• Description of the task: When you reach the line containing "Can you see the flower head" in the records below, start copying exactly, and stop once you have copied the line containing "Can you see the blurred".

Photo-based referring expression data:
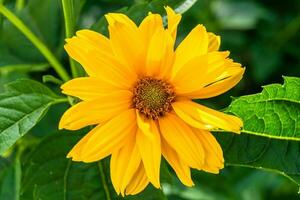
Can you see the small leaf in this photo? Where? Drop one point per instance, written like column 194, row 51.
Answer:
column 21, row 107
column 275, row 112
column 52, row 79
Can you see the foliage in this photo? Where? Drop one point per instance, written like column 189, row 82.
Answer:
column 33, row 163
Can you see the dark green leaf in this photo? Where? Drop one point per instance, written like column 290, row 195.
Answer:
column 21, row 107
column 273, row 113
column 10, row 179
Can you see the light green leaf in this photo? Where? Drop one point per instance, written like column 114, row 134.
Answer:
column 21, row 107
column 44, row 20
column 274, row 113
column 49, row 175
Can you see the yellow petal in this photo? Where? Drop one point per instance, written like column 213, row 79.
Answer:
column 148, row 141
column 138, row 182
column 87, row 88
column 75, row 153
column 98, row 58
column 195, row 44
column 84, row 41
column 214, row 42
column 123, row 165
column 183, row 140
column 125, row 40
column 220, row 86
column 210, row 117
column 96, row 111
column 181, row 169
column 160, row 55
column 173, row 21
column 214, row 160
column 109, row 137
column 199, row 72
column 151, row 24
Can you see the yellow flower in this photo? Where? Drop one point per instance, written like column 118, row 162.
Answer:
column 139, row 93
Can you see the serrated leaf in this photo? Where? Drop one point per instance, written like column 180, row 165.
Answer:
column 271, row 131
column 274, row 113
column 21, row 107
column 49, row 175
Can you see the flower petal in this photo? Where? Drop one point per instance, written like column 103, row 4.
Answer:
column 199, row 72
column 214, row 42
column 160, row 55
column 210, row 117
column 181, row 169
column 220, row 86
column 125, row 40
column 123, row 165
column 96, row 111
column 87, row 88
column 148, row 141
column 214, row 160
column 97, row 58
column 173, row 21
column 138, row 182
column 183, row 140
column 109, row 137
column 194, row 45
column 150, row 25
column 75, row 153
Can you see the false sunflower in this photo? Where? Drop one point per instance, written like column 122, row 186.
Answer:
column 139, row 93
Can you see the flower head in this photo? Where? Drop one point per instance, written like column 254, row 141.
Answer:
column 139, row 93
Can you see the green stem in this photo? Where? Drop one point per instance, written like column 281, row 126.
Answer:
column 20, row 4
column 68, row 8
column 103, row 179
column 34, row 39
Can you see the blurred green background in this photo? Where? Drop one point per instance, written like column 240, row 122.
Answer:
column 263, row 35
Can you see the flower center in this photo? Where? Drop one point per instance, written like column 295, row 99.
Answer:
column 153, row 97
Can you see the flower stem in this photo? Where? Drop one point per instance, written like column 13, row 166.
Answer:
column 69, row 15
column 36, row 41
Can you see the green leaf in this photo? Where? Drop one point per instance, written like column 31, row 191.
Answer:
column 21, row 107
column 139, row 11
column 280, row 156
column 274, row 113
column 271, row 133
column 49, row 175
column 10, row 179
column 45, row 20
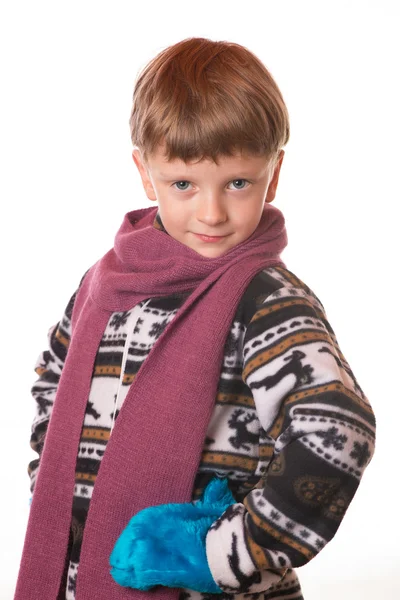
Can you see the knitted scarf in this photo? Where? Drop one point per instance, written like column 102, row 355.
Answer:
column 153, row 454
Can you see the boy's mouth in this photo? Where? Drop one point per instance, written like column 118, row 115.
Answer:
column 210, row 238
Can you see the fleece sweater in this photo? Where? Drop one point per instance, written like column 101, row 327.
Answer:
column 291, row 429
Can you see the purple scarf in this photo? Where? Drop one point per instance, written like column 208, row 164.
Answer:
column 154, row 452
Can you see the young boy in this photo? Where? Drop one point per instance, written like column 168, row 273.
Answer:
column 200, row 433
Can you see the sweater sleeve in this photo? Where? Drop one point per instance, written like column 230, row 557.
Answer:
column 317, row 437
column 48, row 367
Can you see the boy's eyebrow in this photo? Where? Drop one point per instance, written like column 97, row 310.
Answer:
column 239, row 173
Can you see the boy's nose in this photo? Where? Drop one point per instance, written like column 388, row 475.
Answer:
column 211, row 211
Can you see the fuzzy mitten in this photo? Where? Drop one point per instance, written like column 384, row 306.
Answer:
column 165, row 544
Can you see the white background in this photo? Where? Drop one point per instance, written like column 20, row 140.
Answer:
column 67, row 178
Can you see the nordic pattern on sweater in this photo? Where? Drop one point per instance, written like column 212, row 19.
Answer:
column 291, row 429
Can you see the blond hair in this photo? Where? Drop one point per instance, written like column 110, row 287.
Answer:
column 201, row 98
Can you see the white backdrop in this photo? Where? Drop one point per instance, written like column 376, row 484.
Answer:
column 67, row 178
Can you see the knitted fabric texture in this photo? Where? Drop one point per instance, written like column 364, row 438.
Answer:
column 170, row 400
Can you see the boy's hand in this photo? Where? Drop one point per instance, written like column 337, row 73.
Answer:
column 165, row 544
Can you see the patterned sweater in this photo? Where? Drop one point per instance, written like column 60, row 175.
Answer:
column 291, row 430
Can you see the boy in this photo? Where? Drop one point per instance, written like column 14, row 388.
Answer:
column 200, row 405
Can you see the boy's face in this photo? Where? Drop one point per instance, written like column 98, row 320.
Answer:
column 225, row 200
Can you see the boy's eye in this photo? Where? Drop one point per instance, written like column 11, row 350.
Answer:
column 184, row 182
column 242, row 180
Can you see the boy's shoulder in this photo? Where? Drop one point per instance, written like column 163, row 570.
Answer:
column 273, row 282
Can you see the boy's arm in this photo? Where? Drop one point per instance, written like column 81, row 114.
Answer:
column 49, row 365
column 318, row 436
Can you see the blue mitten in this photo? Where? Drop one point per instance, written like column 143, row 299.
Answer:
column 165, row 544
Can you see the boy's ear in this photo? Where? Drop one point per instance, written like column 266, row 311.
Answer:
column 147, row 185
column 273, row 184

• Response to the task:
Can you see the flower head in this photo? Where? Drop one point per instance, written like column 254, row 141.
Answer:
column 139, row 93
Can you see the green stem in this photo? Where? Drop one point per instance, written like column 281, row 126.
Answer:
column 20, row 4
column 68, row 8
column 103, row 179
column 34, row 39
Can you see the blurred green background in this photo? Where? Drop one point per instance, written like column 240, row 122.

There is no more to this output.